#### Stated goal 1:
Copy out the rows below word for word, starting at the line that contains "Task: tag the peach in" and stopping after the line that contains "x=172, y=85", with both of those lines included. Leave the pictures out.

===== Passage given

Re: Q: How to find out how much Clojure you use

2017-10-26 Thread Didier
I think the Grimoire heatmap is over itself maybe?

core/for being top defs, beating core.map does not match up with crossclj 
usage of the two.

On Wednesday, 25 October 2017 23:05:12 UTC-7, Gary Trakhman wrote:
>
> Grimoire has a usage heatmap, I think it just might be over a few 
> projects: https://www.conj.io/heatmap
>
> On Oct 26, 2017 7:40 AM, "Erik Assum" > 
> wrote:
>
>> Eric Normand did some research on this some time ago:
>>
>> http://www.lispcast.com/100-most-used-clojure-expressions
>>
>> Erik. 
>> -- 
>> i farta
>>
>> 25. okt. 2017 kl. 23:05 skrev Colin Fleming > >:
>>
>> IntelliJ has a nice Productivity Guide feature which works sort of like 
>> this - every time you use a certain feature it's recorded, and you can see 
>> a table of the various features, how often you used it and when you last 
>> used it. You can click on each feature to see documentation about how it 
>> works. It's really handy - I haven't done this for a while, but I used to 
>> browse all the "Never used" features, find one that looked interesting and 
>> try it out. Something similar for Clojure could be really nice.
>>
>> On 26 October 2017 at 09:32, Robert Levy 
>> > wrote:
>>
>>> That would be very interesting, especially at an aggregate level, to 
>>> visualize clusters of Clojure sub-idioms (?) based on code people have 
>>> publicly shared with their name attached.  One way to get going with that 
>>> quickly would be write some Clojure code to collect, index, and analyze the 
>>> data in Elasticsearch so that you could use the various readymade 
>>> visualization tools that come with Kibana for "dashboards".  For one thing 
>>> you could look at geographical patterns, to see if that's even a thing. :)

==========

#### Stated goal 2:
Translate this sentence from the Clojure mailing-list thread into Spanish: "Something similar for Clojure could be really nice."

===== Input records

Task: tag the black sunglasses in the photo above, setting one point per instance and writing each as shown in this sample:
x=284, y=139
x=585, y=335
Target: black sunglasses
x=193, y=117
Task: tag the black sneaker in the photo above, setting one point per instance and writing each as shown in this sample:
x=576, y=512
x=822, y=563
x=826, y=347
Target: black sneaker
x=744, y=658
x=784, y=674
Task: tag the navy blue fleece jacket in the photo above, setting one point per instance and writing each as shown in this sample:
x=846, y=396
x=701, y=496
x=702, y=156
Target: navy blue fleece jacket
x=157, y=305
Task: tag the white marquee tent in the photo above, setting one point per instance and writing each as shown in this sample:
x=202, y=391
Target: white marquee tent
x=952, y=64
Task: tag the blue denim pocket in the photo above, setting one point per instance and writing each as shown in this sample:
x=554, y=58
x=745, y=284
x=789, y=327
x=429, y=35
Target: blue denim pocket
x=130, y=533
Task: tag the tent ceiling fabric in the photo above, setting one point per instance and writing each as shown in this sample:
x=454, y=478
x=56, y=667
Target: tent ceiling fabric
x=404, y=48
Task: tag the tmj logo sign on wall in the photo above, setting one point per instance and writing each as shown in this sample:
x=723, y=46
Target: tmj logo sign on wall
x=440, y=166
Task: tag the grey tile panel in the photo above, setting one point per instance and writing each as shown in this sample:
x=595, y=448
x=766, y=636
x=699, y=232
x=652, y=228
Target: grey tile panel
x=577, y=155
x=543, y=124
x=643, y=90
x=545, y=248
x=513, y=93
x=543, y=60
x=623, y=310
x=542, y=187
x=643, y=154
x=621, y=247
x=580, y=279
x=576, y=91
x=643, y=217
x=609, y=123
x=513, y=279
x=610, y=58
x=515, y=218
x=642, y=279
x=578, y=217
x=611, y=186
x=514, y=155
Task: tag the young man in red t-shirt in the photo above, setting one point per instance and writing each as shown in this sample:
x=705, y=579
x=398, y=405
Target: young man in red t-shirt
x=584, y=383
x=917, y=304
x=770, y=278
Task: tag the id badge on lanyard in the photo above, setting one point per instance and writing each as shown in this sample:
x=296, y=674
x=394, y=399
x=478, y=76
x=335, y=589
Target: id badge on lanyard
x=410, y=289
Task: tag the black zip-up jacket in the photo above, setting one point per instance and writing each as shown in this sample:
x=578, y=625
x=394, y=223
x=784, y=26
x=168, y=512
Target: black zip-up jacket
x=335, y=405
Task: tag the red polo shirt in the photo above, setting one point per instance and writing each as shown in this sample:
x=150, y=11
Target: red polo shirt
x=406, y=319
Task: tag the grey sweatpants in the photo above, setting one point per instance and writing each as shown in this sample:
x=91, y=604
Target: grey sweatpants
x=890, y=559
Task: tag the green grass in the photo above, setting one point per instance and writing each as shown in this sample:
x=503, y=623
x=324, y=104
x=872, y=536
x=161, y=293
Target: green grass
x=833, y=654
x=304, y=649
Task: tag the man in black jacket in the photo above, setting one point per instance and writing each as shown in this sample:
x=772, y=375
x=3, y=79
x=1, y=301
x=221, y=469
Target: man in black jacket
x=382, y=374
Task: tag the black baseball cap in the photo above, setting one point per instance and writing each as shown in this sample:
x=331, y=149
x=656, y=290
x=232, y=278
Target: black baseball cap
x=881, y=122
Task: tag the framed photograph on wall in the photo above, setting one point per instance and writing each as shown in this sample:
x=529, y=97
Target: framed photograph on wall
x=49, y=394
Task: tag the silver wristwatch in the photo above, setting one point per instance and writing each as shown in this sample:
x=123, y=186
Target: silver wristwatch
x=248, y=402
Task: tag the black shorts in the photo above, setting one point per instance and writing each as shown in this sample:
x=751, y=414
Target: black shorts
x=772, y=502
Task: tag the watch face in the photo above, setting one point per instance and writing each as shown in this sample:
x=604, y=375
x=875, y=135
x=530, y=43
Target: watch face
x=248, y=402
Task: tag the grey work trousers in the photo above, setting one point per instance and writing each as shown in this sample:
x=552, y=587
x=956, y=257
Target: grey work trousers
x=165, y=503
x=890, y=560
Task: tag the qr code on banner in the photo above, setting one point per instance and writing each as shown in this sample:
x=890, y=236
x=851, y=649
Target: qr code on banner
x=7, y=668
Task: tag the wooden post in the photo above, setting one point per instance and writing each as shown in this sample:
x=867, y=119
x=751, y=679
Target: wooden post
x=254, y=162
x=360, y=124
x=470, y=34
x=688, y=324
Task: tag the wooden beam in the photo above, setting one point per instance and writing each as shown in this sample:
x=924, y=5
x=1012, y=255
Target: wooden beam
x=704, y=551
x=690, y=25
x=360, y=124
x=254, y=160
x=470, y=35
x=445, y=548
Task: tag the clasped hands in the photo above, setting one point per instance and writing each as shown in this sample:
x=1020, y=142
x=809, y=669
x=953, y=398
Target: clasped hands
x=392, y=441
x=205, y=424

==========
===== Input records

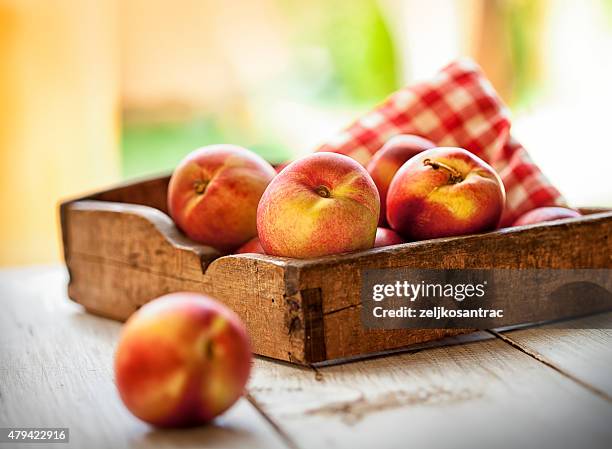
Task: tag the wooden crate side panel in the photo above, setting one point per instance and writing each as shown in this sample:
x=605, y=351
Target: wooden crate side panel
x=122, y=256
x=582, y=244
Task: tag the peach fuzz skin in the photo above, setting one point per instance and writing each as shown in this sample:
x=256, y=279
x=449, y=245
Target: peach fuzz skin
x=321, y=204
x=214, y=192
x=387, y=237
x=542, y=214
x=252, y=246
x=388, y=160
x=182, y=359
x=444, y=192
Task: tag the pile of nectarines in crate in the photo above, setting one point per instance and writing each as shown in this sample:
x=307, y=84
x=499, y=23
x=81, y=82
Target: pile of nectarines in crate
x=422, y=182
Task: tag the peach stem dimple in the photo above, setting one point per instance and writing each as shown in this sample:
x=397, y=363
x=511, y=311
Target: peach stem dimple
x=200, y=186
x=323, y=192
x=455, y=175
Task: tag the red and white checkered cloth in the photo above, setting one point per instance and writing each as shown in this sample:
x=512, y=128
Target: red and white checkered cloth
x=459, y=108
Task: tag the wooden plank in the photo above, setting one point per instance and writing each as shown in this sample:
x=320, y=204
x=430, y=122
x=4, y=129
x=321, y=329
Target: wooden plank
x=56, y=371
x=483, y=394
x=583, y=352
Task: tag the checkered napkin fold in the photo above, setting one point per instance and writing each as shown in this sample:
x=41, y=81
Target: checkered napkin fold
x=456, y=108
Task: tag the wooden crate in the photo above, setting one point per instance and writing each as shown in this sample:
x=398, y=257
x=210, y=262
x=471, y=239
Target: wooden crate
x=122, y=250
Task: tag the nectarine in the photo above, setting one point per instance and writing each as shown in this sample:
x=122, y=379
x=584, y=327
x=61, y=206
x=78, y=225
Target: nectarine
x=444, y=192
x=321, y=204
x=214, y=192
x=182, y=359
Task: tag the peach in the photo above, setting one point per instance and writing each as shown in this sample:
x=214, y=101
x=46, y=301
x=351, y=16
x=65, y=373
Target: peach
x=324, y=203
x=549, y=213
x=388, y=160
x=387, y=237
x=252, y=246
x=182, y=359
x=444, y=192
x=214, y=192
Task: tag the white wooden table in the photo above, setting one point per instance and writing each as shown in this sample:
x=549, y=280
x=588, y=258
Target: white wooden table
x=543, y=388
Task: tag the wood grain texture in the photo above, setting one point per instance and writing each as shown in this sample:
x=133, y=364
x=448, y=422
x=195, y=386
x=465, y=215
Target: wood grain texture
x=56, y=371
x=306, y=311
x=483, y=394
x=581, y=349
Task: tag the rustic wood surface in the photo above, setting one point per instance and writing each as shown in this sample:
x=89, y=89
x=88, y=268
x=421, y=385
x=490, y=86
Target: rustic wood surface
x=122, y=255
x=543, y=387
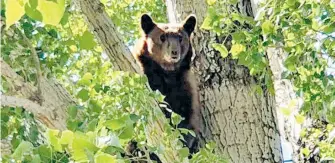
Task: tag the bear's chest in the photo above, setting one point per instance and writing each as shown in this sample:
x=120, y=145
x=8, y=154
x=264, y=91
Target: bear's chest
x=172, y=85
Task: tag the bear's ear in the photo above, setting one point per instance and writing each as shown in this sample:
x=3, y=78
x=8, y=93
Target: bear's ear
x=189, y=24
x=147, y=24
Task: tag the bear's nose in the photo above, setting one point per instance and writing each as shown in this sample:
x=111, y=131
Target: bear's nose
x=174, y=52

==========

#### Result 1:
Task: tag the peach in the photo above, setting one point per instance and writing each as shown in this sample:
x=214, y=101
x=46, y=301
x=351, y=16
x=65, y=373
Target: peach
x=324, y=203
x=549, y=213
x=388, y=160
x=387, y=237
x=252, y=246
x=182, y=359
x=444, y=192
x=214, y=192
Task: tag the white wooden table in the photo above, setting one point per instance and writing each as shown in this sample:
x=549, y=280
x=588, y=258
Target: white wooden table
x=543, y=388
Task: tag the wood grain texture in the photo above, setting one point per instance and writing each as shown in this sample:
x=133, y=364
x=448, y=422
x=195, y=386
x=465, y=215
Target: wood grain texture
x=56, y=371
x=306, y=311
x=483, y=394
x=581, y=349
Task: tag the rustic wood surface in the photo above, setting one point per instance and writing each as shown in this sample:
x=89, y=89
x=88, y=268
x=421, y=385
x=490, y=86
Target: rustic wood surface
x=122, y=255
x=543, y=387
Task: tag the bear's chest in the photo above, setting one point per instance and writing each as shown in this sample:
x=120, y=145
x=8, y=154
x=264, y=91
Target: bear's chest
x=172, y=85

#### Result 2:
Algo parecido para Clojure podría estar muy bien.